(Input material):
● ● ● ●
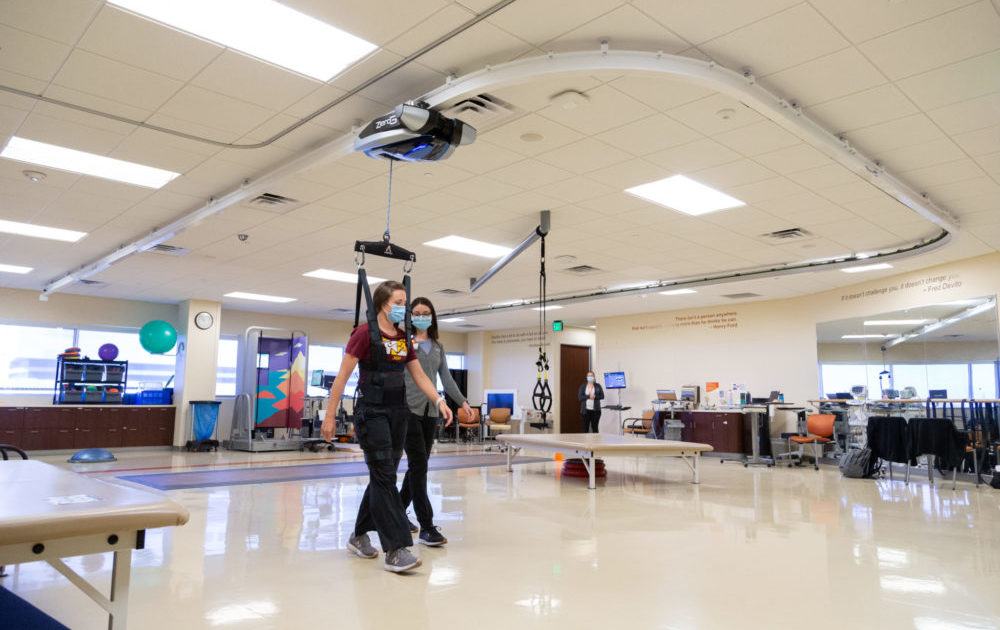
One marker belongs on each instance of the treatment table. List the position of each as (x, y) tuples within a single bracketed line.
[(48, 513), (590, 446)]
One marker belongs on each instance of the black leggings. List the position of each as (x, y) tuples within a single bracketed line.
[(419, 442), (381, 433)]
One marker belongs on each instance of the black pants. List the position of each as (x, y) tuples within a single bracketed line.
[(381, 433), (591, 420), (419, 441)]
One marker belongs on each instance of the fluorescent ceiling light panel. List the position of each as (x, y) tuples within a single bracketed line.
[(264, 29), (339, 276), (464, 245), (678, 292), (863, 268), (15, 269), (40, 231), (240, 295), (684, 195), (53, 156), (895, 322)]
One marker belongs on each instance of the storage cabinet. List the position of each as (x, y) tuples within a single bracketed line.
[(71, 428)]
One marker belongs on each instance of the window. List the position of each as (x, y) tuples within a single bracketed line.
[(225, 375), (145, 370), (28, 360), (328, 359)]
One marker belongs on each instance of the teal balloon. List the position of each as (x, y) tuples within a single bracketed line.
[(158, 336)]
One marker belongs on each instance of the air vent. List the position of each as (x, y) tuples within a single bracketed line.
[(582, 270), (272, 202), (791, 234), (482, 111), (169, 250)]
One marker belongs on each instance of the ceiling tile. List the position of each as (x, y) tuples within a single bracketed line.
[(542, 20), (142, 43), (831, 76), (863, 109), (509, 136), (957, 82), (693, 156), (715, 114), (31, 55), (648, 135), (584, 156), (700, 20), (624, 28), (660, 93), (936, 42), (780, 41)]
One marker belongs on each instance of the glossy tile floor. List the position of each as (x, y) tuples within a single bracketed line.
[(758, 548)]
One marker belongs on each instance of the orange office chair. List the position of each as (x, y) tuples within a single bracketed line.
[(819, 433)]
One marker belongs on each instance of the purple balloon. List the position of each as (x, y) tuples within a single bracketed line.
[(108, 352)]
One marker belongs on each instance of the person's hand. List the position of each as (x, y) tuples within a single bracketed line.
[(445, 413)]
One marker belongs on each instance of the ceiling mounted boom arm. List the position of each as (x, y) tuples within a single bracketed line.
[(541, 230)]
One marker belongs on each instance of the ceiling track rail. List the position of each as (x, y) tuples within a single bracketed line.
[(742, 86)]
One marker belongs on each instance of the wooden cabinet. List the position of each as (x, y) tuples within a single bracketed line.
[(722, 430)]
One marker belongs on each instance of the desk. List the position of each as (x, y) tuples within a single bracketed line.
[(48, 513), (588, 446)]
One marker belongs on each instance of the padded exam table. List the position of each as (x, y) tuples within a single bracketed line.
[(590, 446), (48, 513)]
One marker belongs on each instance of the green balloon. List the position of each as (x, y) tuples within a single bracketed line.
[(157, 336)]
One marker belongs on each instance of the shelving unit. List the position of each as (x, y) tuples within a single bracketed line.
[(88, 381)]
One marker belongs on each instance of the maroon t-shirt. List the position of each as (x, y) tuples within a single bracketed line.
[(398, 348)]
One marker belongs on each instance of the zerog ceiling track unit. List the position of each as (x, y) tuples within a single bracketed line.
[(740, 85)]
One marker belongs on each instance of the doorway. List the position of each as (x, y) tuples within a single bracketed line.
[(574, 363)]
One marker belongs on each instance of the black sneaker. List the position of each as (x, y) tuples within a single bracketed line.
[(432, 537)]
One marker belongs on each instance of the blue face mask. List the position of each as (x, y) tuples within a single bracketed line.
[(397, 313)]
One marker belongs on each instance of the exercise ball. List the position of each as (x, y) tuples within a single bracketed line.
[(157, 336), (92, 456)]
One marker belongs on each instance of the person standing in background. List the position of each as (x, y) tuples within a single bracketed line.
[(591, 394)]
● ● ● ●
(What the exercise asks):
Reproduce the data from the line with "One marker belongs on each instance of the black pants." to the line with "[(758, 548)]", both lines included. Leave each request unchanged, and multiply every coordinate in the answers by 0.8, rounding to whole numbers with halves rounded up. Output only those lines.

(Expected output):
One marker belongs on each instance of the black pants. List the position of each as (x, y) tuples within a single bracketed line.
[(305, 346), (473, 336), (335, 353)]
One marker belongs on each instance of the fluorescent ceiling light panel. List the position of each as (x, y) tuples within a single bracketed line.
[(211, 23), (271, 221), (371, 196), (542, 234), (690, 214), (12, 215), (32, 185), (192, 236), (547, 156), (42, 125), (716, 258)]
One marker belongs on each instance of the storage cabinet. List the position of each as (x, y) tuples within a single bracketed line.
[(57, 342)]
One marker belongs on each instance of the window. List the position of each as (x, y) tuples within a single bracketed line.
[(180, 300), (116, 296), (22, 288), (262, 287)]
One marker belongs on each instance of the teal balloon. List the position of each as (x, y) tuples within a single bracketed line.
[(126, 269)]
One marker belongs on each instance of the air vent. List the position of each as (x, y) tuples within a single bracketed line.
[(466, 216), (218, 162), (633, 187), (386, 89), (135, 200)]
One marker belongs on each instance of the ceiling tile. List the position of each as (x, y) tuples within a single bracketed line.
[(434, 16), (114, 34), (665, 61), (690, 87), (407, 109), (766, 66), (554, 125), (572, 91), (25, 44), (518, 108), (467, 125), (560, 16), (499, 22), (528, 74), (749, 34), (624, 33)]
One marker belongs on each instance of the glossy tile floor. List the position of each as (x, y) tuples within a single bracketed line.
[(606, 438)]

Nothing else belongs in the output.